* [What the task requires]: Resume the news report below on the protest against oil trains through Los Angeles, picking up after its last sentence.

* [Excerpted text]:
Photo via Wikimedia Commons
Photo via Wikimedia Commons

Plans by an oil company to run hundreds of trains carrying highly-explosive oil across Los Angeles were protested at the city’s center Saturday.

About 200 people attended a “rally and teach in” today at Los Angeles Union Station to protest plans by the Phillips 66 Company to bring in oil trains from Canada, organizers said. The rail cars carry a type of oil derived from tar sands that has exploded with disastrous results in rail accidents.

Phillips 66 has a request in with San Luis Obispo County officials to add rail unloading facilities to its existing refinery near Nipomo, 55 miles northwest of Santa Barbara. The refinery currently gets oil via pipeline from California oil fields, but diminishing sources of cheap local crude have prompted Phillips to seek to import oil via rail.

The oil company proposes up to 260 mile-long trains per year, traversing Union Pacific tracks either through Los Angeles or East Bay cities near San Francisco. In Southern California, the trains would use UP and Metrolink tracks across eastern L.A. County, along the L.A. River and then across the San Fernando Valley from Burbank to Chatsworth.

Phillips says its Santa Maria Refinery has a 60-year safety record, has won numerous safety awards, and will need to ship in oil via rail if it is to remain commercially viable. And it has shipped petroleum products by rail for years.

And oil industry experts have said Californians pay about 50 cents per gallon more than other Americans because of the isolated nature of the California oil sector.

But opponents said today the refinery’s oil by rail plan would mean a 4,000 percent increase in tanker car traffic, and the incoming oil is far more dangerous than what has moved in California by rail before now.

* [Material shown]:
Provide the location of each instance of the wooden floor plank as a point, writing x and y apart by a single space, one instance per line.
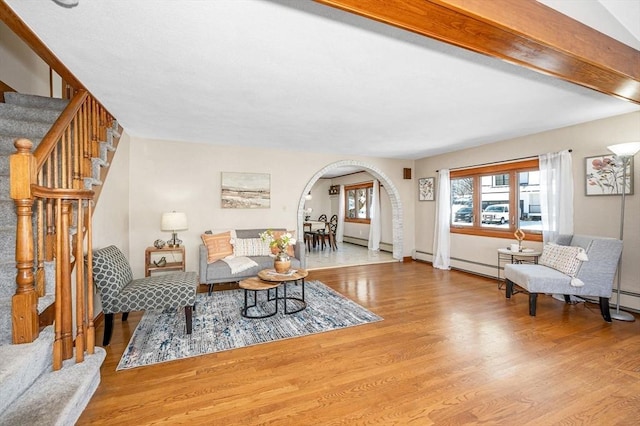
450 350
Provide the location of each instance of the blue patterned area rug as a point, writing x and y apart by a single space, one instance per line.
218 325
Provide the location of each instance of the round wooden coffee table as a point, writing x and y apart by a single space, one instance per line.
256 284
297 275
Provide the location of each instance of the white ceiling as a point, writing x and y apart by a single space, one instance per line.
298 75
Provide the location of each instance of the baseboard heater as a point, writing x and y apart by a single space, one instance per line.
424 256
386 247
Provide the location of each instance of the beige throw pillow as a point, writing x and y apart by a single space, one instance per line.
218 246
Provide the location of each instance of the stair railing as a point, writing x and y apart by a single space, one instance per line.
55 179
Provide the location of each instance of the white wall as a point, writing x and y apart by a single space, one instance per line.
22 69
170 175
593 215
111 215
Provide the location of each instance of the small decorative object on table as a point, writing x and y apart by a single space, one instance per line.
519 234
282 261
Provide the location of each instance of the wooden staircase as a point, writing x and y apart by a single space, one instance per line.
48 372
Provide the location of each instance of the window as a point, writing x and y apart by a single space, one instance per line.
358 202
496 200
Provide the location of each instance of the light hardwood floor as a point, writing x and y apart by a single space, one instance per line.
451 350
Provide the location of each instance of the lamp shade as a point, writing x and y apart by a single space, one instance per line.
625 149
174 221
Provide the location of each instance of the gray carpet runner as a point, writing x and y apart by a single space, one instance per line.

* [Solved problem]:
“This is a health and safety issue for the City of Los Angeles,” said protest organizer Jack Eidt. “What’s the use of spending $1 billion to revitalize our L.A. River when it could be despoiled by a fiery oil spill?”

Alicia Rivera, with Communities for a Better Environment, said the oil trains will endanger low income residents who are forced by market pressures to live near railroad tracks.

Phillips 66 plans to import oil using 80-car-long trains, nearly 1-1/2 miles long, and as many as five full trains could arrive each week. The company has not said if the trains would traverse Union Pacific’s tracks through Los Angeles or the Bay Area, or both.

UP’s Central Coast and transcontinental tracks connect to Metrolink tracks in Southern California, and the freight company has the legal right to run trains on the passenger line’s trackage.

Thirty-two people were killed in Quebec when a similar train derailed in a freak accident in 2013, and an entire village was blown up. Phillips 66 plans to use newer, safer rail cars, the company said, but opponents said those have also blown up in several recent disasters.